ESTRATTO DELLA PAGINA:
────────────────────
Poi, dopo diverse peripezie nel corso delle quali Pasquale, creduto il vero marchese, viene accusato dell’omicidio di cui era imputato quest’ultimo, si giunge allo scioglimento finale: il protagonista, ormai smascherato e riconosciuto per quel poveraccio che è, rimane deluso e a bocca asciutta, mentre la sua morosa, Lisetta, sposa Frontino, e il marchese, la cui innocenza è stata appurata, si unisce alla sua amata Costanza.
L’iniziativa della Fenice di riproporre questa operina sconosciuta è doppiamente meritevole: per il prestigio dell’autore, in primo luogo; e per la genesi tutta veneziana del lavoro. Va riconosciuto, però, che, alla prova più importante, anzi decisiva, quella del palcoscenico, la farsa non regge e si sgonfia come un sufflè mal lievitato. E nulla vale a darle un senso, un’identità, una consistenza, l’impegno di tutti gli artefici dello spettacolo, che fanno del loro meglio ma alla fine devono arrendersi di fronte al principio per cui non si può costruire nulla con la carta velina. E di carta velina deve considerarsi sia la struttura teatrale di questa farsa, che potrebbe essere surreale se non fosse semplicemente insulsa, sia la fisionomia dei personaggi, povere anime prive di qualunque personalità.
────────────────────
RECORD ESTRATTI:
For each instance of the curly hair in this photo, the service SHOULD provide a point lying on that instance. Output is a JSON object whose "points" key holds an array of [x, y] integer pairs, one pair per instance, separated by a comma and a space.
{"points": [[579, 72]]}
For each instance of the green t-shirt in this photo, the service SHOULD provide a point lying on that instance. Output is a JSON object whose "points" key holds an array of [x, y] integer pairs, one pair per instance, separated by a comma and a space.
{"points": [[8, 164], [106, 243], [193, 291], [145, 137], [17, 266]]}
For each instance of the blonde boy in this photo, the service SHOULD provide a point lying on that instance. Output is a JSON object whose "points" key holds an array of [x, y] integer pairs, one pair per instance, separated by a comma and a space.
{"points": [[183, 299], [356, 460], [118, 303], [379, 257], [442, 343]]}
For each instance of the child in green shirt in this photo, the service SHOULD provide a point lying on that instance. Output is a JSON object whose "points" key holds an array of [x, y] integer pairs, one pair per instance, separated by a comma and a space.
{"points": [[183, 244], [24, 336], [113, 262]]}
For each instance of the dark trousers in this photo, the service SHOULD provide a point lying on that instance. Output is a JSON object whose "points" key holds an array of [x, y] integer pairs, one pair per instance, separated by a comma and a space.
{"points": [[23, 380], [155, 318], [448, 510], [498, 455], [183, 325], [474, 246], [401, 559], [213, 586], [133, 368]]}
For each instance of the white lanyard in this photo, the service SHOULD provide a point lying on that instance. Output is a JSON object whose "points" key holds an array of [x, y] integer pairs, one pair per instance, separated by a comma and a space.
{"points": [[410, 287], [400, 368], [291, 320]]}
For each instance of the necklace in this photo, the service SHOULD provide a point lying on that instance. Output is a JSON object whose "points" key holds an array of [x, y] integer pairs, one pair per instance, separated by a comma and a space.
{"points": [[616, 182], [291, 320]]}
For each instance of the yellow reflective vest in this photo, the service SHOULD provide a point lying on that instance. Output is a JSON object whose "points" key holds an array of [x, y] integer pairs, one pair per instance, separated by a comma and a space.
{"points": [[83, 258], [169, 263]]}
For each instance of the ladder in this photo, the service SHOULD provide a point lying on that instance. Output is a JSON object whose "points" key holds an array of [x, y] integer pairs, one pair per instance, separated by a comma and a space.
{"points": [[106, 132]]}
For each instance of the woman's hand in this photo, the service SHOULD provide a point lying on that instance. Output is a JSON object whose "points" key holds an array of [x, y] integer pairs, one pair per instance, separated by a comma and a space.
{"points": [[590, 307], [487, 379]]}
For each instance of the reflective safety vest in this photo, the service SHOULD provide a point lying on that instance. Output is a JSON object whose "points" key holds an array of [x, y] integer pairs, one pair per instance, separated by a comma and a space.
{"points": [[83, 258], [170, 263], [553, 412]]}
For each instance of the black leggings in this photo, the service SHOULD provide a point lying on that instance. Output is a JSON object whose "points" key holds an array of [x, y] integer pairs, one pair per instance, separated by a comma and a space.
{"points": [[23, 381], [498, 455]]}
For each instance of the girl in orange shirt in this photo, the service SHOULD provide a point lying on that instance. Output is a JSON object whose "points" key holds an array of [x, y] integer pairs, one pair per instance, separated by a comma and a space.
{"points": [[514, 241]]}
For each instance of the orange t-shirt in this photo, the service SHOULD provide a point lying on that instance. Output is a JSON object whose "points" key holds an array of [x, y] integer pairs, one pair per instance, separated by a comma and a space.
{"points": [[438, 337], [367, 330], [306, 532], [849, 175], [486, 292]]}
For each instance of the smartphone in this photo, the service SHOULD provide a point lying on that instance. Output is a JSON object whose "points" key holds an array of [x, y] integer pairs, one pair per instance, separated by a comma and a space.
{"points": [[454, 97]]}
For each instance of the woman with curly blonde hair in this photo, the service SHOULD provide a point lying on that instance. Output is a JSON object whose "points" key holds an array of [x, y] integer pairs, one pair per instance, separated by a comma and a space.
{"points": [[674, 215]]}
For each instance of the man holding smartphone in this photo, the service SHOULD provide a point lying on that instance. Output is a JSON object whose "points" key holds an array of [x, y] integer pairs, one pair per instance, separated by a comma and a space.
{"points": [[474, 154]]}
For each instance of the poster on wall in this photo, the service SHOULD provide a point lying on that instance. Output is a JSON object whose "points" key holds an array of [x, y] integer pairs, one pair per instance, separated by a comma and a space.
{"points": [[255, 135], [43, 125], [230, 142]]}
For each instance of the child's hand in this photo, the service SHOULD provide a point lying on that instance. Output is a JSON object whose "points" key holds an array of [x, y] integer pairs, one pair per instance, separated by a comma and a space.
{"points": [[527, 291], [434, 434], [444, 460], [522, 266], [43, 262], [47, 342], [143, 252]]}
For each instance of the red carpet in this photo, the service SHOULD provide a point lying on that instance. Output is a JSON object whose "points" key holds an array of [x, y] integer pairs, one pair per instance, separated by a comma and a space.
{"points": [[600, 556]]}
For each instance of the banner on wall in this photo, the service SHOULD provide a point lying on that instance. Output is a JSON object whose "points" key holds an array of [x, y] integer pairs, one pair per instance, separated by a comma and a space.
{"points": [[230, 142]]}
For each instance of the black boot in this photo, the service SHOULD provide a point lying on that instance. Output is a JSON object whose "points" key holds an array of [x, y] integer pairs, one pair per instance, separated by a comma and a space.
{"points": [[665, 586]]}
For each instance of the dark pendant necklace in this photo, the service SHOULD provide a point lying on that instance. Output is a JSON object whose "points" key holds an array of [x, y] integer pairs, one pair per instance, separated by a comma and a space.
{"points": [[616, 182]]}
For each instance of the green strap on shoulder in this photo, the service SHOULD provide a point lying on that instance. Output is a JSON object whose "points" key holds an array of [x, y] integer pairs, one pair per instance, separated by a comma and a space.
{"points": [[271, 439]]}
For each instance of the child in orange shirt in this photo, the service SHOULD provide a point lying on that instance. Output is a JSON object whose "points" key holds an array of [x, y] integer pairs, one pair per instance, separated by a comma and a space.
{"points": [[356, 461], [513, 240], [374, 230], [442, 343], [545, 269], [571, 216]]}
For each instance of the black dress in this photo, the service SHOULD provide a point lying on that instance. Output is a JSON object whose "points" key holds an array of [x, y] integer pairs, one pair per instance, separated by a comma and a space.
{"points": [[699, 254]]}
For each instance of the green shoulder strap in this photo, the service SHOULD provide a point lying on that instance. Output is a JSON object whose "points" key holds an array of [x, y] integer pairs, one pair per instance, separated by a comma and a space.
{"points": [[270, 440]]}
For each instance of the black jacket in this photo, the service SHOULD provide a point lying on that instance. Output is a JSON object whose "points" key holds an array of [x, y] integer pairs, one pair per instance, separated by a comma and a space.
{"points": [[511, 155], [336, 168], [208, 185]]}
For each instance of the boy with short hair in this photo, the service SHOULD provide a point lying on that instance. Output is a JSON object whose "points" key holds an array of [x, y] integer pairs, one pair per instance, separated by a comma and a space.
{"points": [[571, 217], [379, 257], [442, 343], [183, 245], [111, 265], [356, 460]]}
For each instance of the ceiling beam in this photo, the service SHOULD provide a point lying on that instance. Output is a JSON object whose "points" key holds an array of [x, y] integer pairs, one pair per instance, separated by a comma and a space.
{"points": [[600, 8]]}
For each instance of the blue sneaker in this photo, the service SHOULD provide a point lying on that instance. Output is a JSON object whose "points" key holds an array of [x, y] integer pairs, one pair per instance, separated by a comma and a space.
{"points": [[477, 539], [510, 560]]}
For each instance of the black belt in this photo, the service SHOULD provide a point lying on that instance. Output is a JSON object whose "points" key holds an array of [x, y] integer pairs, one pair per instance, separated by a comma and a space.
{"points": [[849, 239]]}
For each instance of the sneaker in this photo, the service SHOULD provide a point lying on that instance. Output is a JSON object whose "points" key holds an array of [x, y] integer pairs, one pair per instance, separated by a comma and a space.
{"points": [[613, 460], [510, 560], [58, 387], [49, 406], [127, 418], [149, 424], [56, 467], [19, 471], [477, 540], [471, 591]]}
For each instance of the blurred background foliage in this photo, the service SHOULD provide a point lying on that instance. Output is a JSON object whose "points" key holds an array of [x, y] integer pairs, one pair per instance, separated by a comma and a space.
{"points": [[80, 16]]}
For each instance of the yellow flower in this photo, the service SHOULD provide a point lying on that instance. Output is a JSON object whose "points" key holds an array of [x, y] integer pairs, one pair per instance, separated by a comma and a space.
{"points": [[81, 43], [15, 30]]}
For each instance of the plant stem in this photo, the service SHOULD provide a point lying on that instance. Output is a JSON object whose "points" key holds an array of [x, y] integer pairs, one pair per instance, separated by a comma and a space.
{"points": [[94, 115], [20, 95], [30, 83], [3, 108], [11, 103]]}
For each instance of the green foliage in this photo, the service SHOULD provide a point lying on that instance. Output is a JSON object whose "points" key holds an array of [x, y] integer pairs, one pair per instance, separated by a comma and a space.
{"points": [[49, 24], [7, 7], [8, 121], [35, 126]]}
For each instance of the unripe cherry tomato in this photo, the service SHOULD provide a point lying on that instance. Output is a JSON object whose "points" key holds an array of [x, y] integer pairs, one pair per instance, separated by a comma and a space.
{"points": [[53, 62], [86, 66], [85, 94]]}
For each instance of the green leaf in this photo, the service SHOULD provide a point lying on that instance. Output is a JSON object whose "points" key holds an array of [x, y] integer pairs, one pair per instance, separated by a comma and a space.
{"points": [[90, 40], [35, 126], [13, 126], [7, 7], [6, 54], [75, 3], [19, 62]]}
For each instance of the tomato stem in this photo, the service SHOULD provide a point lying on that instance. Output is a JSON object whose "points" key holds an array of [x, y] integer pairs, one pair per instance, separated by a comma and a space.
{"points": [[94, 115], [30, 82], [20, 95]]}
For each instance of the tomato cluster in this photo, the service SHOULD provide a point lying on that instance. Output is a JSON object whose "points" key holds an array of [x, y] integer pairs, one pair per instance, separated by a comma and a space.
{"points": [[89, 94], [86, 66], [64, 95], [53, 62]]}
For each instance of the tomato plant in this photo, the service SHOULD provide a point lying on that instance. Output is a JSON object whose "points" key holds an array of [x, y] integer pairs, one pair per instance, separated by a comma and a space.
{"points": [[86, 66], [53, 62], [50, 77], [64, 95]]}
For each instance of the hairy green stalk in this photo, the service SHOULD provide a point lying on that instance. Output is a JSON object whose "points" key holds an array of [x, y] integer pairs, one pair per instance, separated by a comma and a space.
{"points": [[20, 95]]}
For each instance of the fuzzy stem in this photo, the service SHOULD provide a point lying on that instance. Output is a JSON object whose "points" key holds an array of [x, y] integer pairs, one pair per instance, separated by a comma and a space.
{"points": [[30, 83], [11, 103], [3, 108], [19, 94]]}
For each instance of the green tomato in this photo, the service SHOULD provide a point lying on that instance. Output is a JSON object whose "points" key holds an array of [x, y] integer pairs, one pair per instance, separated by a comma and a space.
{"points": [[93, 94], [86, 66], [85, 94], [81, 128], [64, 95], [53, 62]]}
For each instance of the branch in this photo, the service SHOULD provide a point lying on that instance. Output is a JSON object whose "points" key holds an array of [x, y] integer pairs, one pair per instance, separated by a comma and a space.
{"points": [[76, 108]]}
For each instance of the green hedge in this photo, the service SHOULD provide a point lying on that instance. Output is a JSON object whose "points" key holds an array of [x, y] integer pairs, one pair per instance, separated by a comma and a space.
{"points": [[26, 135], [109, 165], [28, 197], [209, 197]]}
────────────────────
AZIONE RICHIESTA 1:
Spiega in una-tre frasi perché, secondo il testo sulla farsa della Fenice, l'iniziativa di riproporre questa operina è doppiamente meritevole.
AZIONE RICHIESTA 2:
Per favore, trascrivi alla lettera il testo sulla farsa della Fenice da "L’iniziativa della Fenice" a "di qualunque personalità.".
AZIONE RICHIESTA 3:
Prosegui il testo sulla farsa della Fenice a partire dall'ultima frase riportata.
I record provengono da un'altra fonte.

ESITO DEL COMPITO 1:
L'iniziativa è meritevole in primo luogo per il prestigio dell'autore. Lo è inoltre per la genesi tutta veneziana del lavoro.

ESITO DEL COMPITO 2:
L’iniziativa della Fenice di riproporre questa operina sconosciuta è doppiamente meritevole: per il prestigio dell’autore, in primo luogo; e per la genesi tutta veneziana del lavoro. Va riconosciuto, però, che, alla prova più importante, anzi decisiva, quella del palcoscenico, la farsa non regge e si sgonfia come un sufflè mal lievitato. E nulla vale a darle un senso, un’identità, una consistenza, l’impegno di tutti gli artefici dello spettacolo, che fanno del loro meglio ma alla fine devono arrendersi di fronte al principio per cui non si può costruire nulla con la carta velina. E di carta velina deve considerarsi sia la struttura teatrale di questa farsa, che potrebbe essere surreale se non fosse semplicemente insulsa, sia la fisionomia dei personaggi, povere anime prive di qualunque personalità.

ESITO DEL COMPITO 3:
Non basta, a sostenere l’operina che pencola pericolosamente da tutte le parti, l’abilità e l’esperienza del regista Bepi Morassi. Questi ambienta la vicenda a Napoli all’epoca dei café-chantant, negli anni che precedono la prima guerra mondiale; e, per insufflare vitalità in una vicenda che ne è priva, fa un gran uso di figuranti, controscene, trovate e trovatine, che però, non inserite in un contesto coerente, risultano fini a se stesse e sovrabbondanti. Né basta il lavoro pulito e dignitoso della Scuola di scenografia dell’Accademia di Belle Arti di Venezia, che delinea con semplicità un ambiente da café-chantant prima all’interno e poi all’esterno e dota i personaggi dei costumi adatti all’esile storiella.
Non basta neppure la buona volontà del cast, all’interno del quale spicca la vocalità pirotecnica e squillante, seppure a tratti un po’ aguzza e sovraesposta, della Lisetta del soprano siberiano Irina Dubrovskaya. Accanto a lei si segnala il Pasquale dal solido mestiere di Andrea Patucelli, del tutto a proprio agio in un ruolo vocalmente poco impegnativo. Apprezzabile ed apprezzato dal pubblico, che al termine della pomeridiana cui si riferiscono queste note applaude lo spettacolo con condiscendente cordialità, l’apporto di tutti gli altri interpreti: Giorgio Misseri (Il marchese); Carlo Checchi (Frontino); Michela Antenucci (Costanza); Francesco Basso (Il barone); Christian Collia (Il cavaliere/un sergente).
Non basta, infine, a sostenere il tutto, neanche la musica, con la sua convenzionale gradevolezza, nonostante la bravura del direttore e maestro al cembalo, Gianluca Capuano, che fa tutto quello che deve e che può, mostrando doti significative e accompagnando con grande attenzione il palcoscenico.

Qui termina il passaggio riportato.